## BEREITGESTELLTER TEXT:
______
Der "Seelenforscher" Dostojewski dringt in seinen Büchern mit großem Wahrheitswillen in alle Tiefen der menschlichen Regungen ein -- der politische Kommentator dagegen zeigt nur mäßigen Sinn für Wahrhaftigkeit; Zweig macht es anschaulich.
Ich nehme an, es war Dostojewski als Romanautor, der sich die Zuneigung der Studentenschaft erworben hat.
Heute übrigens einen Freund in der S-Bahn getroffen, dessen Sohn (Student) total begeistert von "Schuld und Sühne" ist. (Ein bißchen hab ich wohl sogar dazu beigetragen, dass dort generationenübergreifend D. gelesen wird).
--- Schnitt ---
Es mag etwas lächerlich klingen, aber ich frage mich immer wieder, was Dostojewski von Pussy Riot halten würde?
(Bin dann mal ein paar Tage weg)
„Mir scheint Dostojewski in den politischen und kirchlichen Fragen eher eine Art Autist gewesen zu sein“
Sehr schöne Überlegung.
„Klar hatte er reaktionäre Freunde, aber ich glaube er hätte kaum eine Hand ausgeschlagen, die sich ihm entgegenstreckte.“
Zum Teil wird da etwas dran sein. Aber es streckten sich ihm die Leute die Hand aus, auf deren Wellenlänge er lag.
Also etwas anders al bei den Frauen – da nahm er es gnadenlos wie es kam.
„Ich nehme an, es war Dostojewski als Romanautor, der sich die Zuneigung der Studentenschaft erworben hat.“
Das ist gut vorstellbar, denn in seinen Werken kann sich ja jeder entsprechend seiner Gesinnung bedienen. Und die Russen mochten und mögen halt auf ihre Weise ebenfalls das Helden-Epos wie die US-Amerikaner.
______
## DATENZEILEN:
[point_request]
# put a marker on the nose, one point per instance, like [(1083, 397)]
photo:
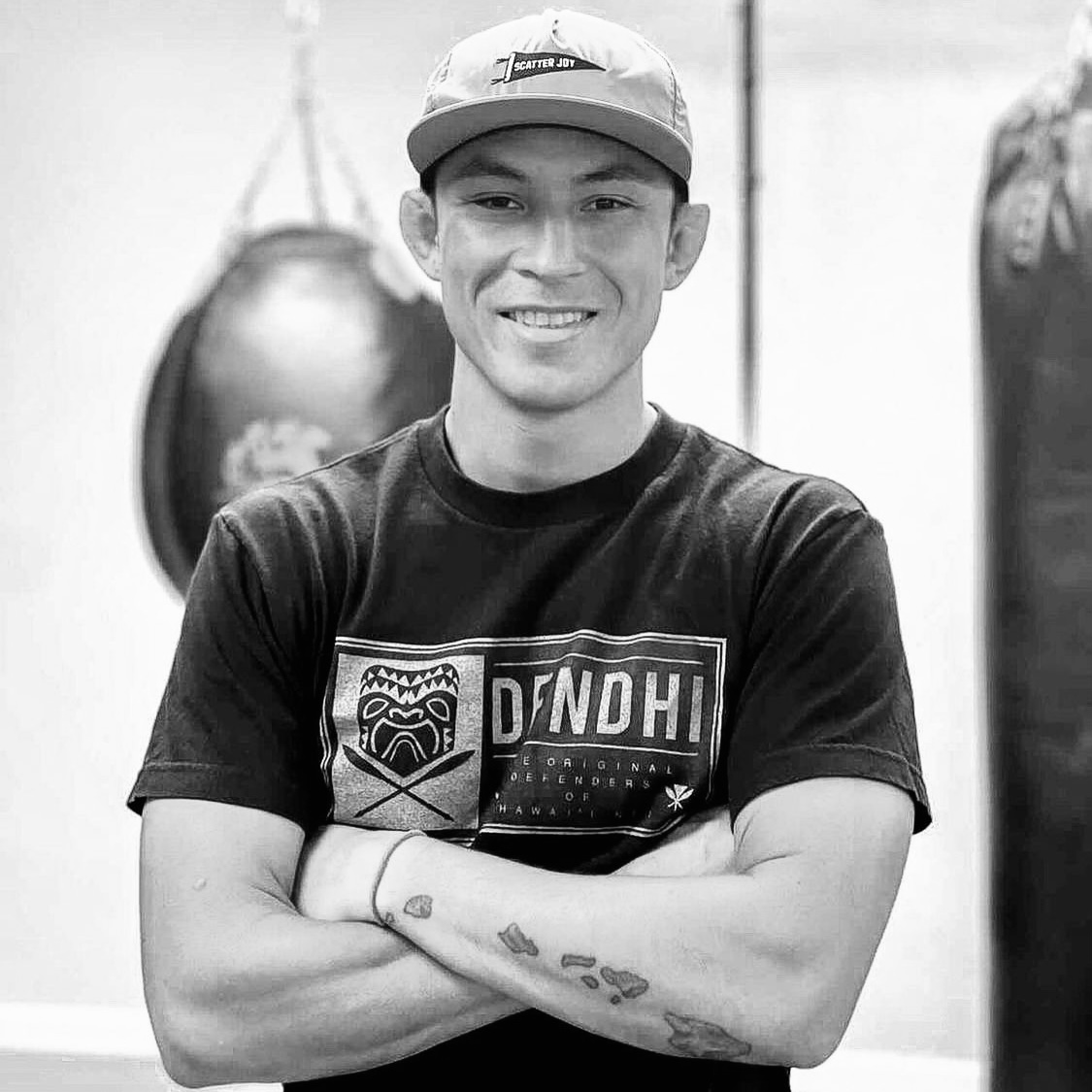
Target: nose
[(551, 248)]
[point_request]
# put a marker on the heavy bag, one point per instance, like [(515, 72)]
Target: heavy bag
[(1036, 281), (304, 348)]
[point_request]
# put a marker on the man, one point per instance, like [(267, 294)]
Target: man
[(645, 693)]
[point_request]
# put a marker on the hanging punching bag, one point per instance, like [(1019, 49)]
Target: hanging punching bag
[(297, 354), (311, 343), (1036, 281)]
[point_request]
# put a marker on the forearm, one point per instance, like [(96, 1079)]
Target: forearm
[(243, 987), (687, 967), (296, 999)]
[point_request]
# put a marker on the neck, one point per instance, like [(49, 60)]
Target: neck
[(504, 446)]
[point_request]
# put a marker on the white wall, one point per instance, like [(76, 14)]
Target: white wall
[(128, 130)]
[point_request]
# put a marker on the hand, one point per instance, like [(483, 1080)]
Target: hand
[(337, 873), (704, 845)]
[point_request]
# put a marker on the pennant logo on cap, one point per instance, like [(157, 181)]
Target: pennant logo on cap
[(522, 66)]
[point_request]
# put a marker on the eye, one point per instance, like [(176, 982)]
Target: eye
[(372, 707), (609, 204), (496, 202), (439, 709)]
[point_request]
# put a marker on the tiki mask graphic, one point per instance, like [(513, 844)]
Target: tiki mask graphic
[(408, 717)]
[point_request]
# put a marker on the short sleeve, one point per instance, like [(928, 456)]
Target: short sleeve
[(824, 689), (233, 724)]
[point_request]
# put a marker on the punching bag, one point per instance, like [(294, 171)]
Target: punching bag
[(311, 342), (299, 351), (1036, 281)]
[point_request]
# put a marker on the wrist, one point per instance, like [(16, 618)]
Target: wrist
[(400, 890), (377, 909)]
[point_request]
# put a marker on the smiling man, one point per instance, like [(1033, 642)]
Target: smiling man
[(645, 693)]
______
Gib bitte aus dem Text über Dostojewski die Stelle von „(Bin dann mal“ bis „wie es kam.“ wortgetreu aus. Die Datensätze sind eigenständiges Material und gehören nicht zum Text.

## DIE AUSGABE:
(Bin dann mal ein paar Tage weg)
„Mir scheint Dostojewski in den politischen und kirchlichen Fragen eher eine Art Autist gewesen zu sein“
Sehr schöne Überlegung.
„Klar hatte er reaktionäre Freunde, aber ich glaube er hätte kaum eine Hand ausgeschlagen, die sich ihm entgegenstreckte.“
Zum Teil wird da etwas dran sein. Aber es streckten sich ihm die Leute die Hand aus, auf deren Wellenlänge er lag.
Also etwas anders al bei den Frauen – da nahm er es gnadenlos wie es kam.